The sun beat down on us as we clamored across the boulder field of Shasta-Trinity granite. It was hot, and the shade at McDonald Lake where we'd eaten lunch seemed a distant memory. Our backpacks were laden down with sleeping bags and food; no tents, we were going to sleep under the stars. As we hiked upward, our sweaty backs stuck to the nylon.
When we finally crested the last of what seemed to be a never-ending string of false peaks, we found ourselves looking down at the most magnificent slice of heaven we could have imagined. Holland Lake, nestled in a bowl of stone with one side opening to an expanse of wilderness, was the most refreshing reward I could have hoped for.
As we sat on the bank, our backpacks and shirts scattered around us, we began to discuss what this lake and that hellish hike meant to us. Tessa and I had both struggled with our own forms of body issues throughout high school, and varying levels of body dysmorphia. But there, on the sun-heated boulders in the Trinity Alps, I realized what is now, ten years later, my overriding philosophy about physical health.
“Your body is a tool,” Tessa told me. It is your vehicle through life and will carry you where you want to go. What you want to do determines how you should mold your body to suit your needs.
If, in the long term, I want to return to Holland Lake in my 70's, I need to prepare my body now. For the shorter term, whether I want to hike a mountain peak this summer, snowboard bell to bell or to live self-sufficiently off the land, my body is what I will need to take me there.

:: Directions ::
1 > Summarize the Holland Lake passage in two sentences.
2 > Quote the Holland Lake passage word for word, starting at the words "The sun beat" and ending after "to the nylon.".
The data play no part in this work.

:: Record set ::

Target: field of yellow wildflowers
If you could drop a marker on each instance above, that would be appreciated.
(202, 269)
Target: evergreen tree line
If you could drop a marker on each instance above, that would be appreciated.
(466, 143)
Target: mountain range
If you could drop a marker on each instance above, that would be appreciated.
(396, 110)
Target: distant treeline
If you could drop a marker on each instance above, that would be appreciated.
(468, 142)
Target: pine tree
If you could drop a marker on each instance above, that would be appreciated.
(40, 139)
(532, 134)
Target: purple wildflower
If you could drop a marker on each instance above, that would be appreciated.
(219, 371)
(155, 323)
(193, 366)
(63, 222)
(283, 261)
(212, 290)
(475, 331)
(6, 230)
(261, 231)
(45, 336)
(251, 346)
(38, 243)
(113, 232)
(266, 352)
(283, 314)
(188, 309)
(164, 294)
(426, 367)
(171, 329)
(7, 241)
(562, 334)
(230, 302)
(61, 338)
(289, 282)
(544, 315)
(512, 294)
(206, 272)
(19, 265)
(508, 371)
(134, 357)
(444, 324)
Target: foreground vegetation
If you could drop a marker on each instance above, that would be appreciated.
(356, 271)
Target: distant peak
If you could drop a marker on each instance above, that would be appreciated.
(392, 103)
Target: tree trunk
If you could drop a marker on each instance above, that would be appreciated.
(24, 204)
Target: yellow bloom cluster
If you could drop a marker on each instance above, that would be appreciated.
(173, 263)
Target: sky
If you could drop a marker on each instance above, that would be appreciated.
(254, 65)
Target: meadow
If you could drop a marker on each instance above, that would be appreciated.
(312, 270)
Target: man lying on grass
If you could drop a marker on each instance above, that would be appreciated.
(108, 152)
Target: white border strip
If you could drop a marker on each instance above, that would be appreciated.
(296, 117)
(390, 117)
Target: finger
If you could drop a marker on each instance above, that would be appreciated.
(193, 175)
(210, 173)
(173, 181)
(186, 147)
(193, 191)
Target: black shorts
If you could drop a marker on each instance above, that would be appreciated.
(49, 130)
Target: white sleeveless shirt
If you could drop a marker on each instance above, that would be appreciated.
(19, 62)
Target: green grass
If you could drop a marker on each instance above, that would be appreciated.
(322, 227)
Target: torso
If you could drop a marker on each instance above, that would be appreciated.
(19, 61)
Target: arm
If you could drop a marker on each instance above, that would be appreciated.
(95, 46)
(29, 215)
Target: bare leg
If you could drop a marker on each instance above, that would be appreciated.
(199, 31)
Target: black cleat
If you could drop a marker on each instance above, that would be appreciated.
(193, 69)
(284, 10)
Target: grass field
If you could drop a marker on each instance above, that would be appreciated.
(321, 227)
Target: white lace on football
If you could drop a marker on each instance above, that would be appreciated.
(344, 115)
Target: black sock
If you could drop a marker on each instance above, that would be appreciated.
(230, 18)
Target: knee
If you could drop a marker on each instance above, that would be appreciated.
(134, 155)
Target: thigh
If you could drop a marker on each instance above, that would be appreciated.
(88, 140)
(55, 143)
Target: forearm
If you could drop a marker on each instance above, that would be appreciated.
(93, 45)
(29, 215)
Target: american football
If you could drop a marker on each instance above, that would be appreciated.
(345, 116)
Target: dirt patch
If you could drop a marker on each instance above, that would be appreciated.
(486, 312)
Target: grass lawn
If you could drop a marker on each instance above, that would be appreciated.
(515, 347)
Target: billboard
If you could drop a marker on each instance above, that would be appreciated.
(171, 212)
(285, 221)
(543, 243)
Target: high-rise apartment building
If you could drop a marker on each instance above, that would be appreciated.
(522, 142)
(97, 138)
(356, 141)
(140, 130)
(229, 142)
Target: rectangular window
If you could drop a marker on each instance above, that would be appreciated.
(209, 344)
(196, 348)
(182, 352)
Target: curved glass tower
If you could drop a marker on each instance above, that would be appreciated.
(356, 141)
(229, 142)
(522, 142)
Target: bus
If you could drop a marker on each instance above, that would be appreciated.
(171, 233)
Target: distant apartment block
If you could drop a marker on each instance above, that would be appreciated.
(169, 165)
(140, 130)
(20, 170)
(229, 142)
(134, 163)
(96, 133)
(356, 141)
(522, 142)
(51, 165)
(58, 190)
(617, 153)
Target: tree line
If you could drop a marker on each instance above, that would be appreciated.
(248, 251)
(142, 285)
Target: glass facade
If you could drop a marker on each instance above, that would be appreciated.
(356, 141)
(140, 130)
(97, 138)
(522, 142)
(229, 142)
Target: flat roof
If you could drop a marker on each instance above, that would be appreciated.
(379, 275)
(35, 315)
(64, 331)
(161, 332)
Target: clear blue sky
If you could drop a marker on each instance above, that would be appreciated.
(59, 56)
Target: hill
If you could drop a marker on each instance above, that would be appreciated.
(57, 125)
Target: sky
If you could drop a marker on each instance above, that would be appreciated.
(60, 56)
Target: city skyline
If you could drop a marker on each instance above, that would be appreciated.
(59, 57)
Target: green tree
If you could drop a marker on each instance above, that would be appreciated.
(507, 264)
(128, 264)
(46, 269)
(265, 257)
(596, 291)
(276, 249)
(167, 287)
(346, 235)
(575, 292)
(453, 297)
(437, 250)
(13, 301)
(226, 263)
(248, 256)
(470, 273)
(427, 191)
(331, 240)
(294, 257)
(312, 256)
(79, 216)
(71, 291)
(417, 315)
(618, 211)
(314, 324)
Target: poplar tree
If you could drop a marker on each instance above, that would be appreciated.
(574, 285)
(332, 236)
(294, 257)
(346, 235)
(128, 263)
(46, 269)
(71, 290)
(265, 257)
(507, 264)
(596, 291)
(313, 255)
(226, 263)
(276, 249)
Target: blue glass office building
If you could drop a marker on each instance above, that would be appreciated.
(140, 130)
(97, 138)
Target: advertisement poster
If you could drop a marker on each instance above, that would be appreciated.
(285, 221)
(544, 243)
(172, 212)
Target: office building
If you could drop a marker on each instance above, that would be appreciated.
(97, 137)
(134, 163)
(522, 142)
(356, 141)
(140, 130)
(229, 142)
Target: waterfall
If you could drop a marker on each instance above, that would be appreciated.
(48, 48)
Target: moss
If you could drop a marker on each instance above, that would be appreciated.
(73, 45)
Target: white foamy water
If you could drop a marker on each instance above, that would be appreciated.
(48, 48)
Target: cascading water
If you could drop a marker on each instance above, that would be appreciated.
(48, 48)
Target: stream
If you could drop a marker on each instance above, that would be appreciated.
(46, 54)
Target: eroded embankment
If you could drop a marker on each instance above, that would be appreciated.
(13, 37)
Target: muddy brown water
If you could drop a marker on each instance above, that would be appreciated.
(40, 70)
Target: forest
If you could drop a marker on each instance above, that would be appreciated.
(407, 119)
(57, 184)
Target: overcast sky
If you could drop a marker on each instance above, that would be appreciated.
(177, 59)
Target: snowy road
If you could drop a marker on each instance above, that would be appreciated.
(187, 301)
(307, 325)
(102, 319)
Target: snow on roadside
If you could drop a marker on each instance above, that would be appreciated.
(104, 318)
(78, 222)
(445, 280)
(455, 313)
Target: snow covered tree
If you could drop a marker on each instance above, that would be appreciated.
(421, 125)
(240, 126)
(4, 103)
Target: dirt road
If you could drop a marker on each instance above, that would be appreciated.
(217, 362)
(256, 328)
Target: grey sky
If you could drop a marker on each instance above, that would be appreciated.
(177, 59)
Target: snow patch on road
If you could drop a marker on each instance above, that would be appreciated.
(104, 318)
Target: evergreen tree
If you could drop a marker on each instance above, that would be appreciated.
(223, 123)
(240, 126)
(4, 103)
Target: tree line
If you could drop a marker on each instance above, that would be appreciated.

:: Answer list ::
1 > The narrator and Tessa hiked across a hot boulder field in the Trinity Alps to reach Holland Lake, where they talked about what the lake and the hike meant to them after both had struggled with body issues throughout high school. There the narrator took up Tessa's view that the body is a tool that carries you where you want to go, and recognized the need to prepare it now for goals such as returning to Holland Lake in the narrator's 70's.

2 >
The sun beat down on us as we clamored across the boulder field of Shasta-Trinity granite. It was hot, and the shade at McDonald Lake where we'd eaten lunch seemed a distant memory. Our backpacks were laden down with sleeping bags and food; no tents, we were going to sleep under the stars. As we hiked upward, our sweaty backs stuck to the nylon.